-- TASK REQUIREMENTS --
Would you quote the material below in full and unchanged?

━━━━━ RECORDED DATA

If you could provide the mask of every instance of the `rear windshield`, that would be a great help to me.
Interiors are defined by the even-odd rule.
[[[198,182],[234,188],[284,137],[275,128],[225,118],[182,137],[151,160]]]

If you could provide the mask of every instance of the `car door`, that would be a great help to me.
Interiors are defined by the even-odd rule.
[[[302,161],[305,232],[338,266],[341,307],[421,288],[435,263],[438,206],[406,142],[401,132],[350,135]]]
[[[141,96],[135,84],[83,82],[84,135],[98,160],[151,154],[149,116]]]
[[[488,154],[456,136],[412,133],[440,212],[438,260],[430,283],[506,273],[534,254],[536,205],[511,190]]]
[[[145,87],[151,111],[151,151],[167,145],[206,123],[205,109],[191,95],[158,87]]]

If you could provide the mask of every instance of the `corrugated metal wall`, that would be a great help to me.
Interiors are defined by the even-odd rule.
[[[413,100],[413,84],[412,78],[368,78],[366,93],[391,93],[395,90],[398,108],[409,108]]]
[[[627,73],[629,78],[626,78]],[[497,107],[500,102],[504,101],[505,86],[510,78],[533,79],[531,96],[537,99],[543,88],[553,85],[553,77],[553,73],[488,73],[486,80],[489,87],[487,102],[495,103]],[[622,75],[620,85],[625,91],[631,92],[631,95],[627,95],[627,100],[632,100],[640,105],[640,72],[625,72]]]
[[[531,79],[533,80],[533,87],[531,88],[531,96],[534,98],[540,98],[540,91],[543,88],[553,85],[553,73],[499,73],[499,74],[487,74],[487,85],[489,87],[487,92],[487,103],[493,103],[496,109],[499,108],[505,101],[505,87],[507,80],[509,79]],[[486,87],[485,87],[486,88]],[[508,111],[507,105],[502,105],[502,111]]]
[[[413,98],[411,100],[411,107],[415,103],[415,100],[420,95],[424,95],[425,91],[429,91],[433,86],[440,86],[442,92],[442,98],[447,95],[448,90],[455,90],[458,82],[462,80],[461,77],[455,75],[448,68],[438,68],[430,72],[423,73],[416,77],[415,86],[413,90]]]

━━━━━━━━━━

-- RESULT BELOW --
If you could provide the mask of every instance of the `rear windshield`, that would be a great help to me.
Interiors are defined by the even-odd rule.
[[[198,182],[234,188],[284,137],[275,128],[225,118],[182,137],[151,160]]]

If you could provide the mask of every instance of the `car door`, that would be a great help to me.
Interiors are defined by the even-odd rule.
[[[302,161],[305,232],[338,266],[341,307],[421,288],[435,263],[438,206],[406,142],[401,132],[350,135]]]
[[[141,96],[135,84],[83,82],[84,135],[98,160],[151,154],[149,116]]]
[[[488,154],[456,136],[412,133],[440,212],[438,260],[430,283],[506,273],[534,254],[536,205],[511,190]]]
[[[145,87],[151,111],[151,151],[167,145],[206,123],[205,109],[191,95],[158,87]]]

If you could provide the mask of every instance of the `corrugated metal wall`, that would be a great help to me.
Interiors are defined by the even-odd rule.
[[[413,100],[413,84],[412,78],[368,78],[366,93],[391,93],[395,90],[398,108],[409,108]]]
[[[627,73],[629,78],[626,78]],[[497,107],[500,102],[504,101],[505,86],[510,78],[533,79],[531,96],[537,99],[543,88],[553,85],[553,77],[553,73],[488,73],[486,80],[489,87],[487,102],[495,103]],[[622,75],[620,85],[625,91],[631,92],[631,95],[627,95],[627,100],[632,100],[640,105],[640,72],[625,72]]]
[[[531,79],[533,80],[533,87],[531,88],[531,96],[534,98],[540,98],[540,91],[543,88],[553,85],[553,73],[499,73],[499,74],[487,74],[487,85],[489,87],[487,92],[487,103],[493,103],[496,109],[499,108],[505,101],[505,87],[507,80],[509,79]],[[486,87],[485,87],[486,88]],[[508,111],[507,105],[502,105],[502,111]]]
[[[413,98],[411,100],[411,107],[415,103],[415,100],[420,95],[424,95],[425,91],[429,91],[433,86],[440,86],[442,92],[442,98],[447,95],[448,90],[455,90],[458,82],[462,80],[461,77],[455,75],[448,68],[438,68],[430,72],[423,73],[416,77],[415,86],[413,90]]]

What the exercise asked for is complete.